(Task details): Pictures do not belong in the copy; transcribe everything else in the records exactly.

(Box-labeled dataset extracts):
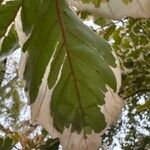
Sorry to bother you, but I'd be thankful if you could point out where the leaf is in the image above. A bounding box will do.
[40,138,60,150]
[19,0,124,147]
[0,25,19,60]
[21,0,41,33]
[0,0,21,38]
[81,0,102,7]
[24,0,116,132]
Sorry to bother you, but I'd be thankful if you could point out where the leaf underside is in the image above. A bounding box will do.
[23,0,116,133]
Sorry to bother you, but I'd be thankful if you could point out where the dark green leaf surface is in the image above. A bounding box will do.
[21,0,41,33]
[0,0,21,39]
[23,0,116,132]
[0,25,19,60]
[40,138,60,150]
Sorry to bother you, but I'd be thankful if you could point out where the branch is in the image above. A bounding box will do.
[123,89,150,99]
[68,0,150,20]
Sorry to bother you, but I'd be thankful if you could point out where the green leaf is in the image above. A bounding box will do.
[0,25,19,60]
[40,138,60,150]
[0,0,21,38]
[23,0,116,133]
[81,0,102,7]
[21,0,41,33]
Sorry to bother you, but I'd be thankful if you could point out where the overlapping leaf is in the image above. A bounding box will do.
[0,25,19,60]
[0,0,21,38]
[0,0,21,61]
[21,0,41,33]
[23,0,116,132]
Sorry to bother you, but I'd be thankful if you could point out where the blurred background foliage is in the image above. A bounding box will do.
[0,5,150,150]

(The result):
Sorry to bother you, but I'd be thankful if you could point out where the leaf is in the image above. A bounding box will do.
[40,138,60,150]
[19,0,124,147]
[0,25,19,60]
[21,0,41,33]
[0,0,21,38]
[81,0,102,7]
[24,0,116,132]
Sorry to bother you, but I'd be thankful if you could point out where the leaf underside is in the image above. A bounding box will do.
[23,0,116,133]
Sorry to bother you, but I'd be thankful if you could point out where the dark green leaf surface is in the image above. A bounding box will do.
[21,0,41,33]
[0,0,21,39]
[23,0,116,132]
[0,25,19,60]
[40,138,60,150]
Sorry to bother you, but I'd be thankful if you could point out where the branch is in the image above. A bounding box will do.
[123,89,150,99]
[68,0,150,20]
Sorry to bother you, but I'd be thankful if you could point out where the green leaf is in the image above. A bounding box will do.
[0,25,19,60]
[40,138,60,150]
[0,0,21,38]
[23,0,116,133]
[81,0,102,7]
[21,0,41,33]
Sorry to bother you, but I'd be thankful if you could point out where the overlapping leaf is in the image above. A bounding box will do.
[0,25,19,60]
[0,0,21,38]
[0,0,21,61]
[21,0,41,33]
[23,0,116,132]
Sorry to bother you, but I'd be thankful if you could point out where the blurred background foliage is in the image above. A bounding box will do.
[0,5,150,150]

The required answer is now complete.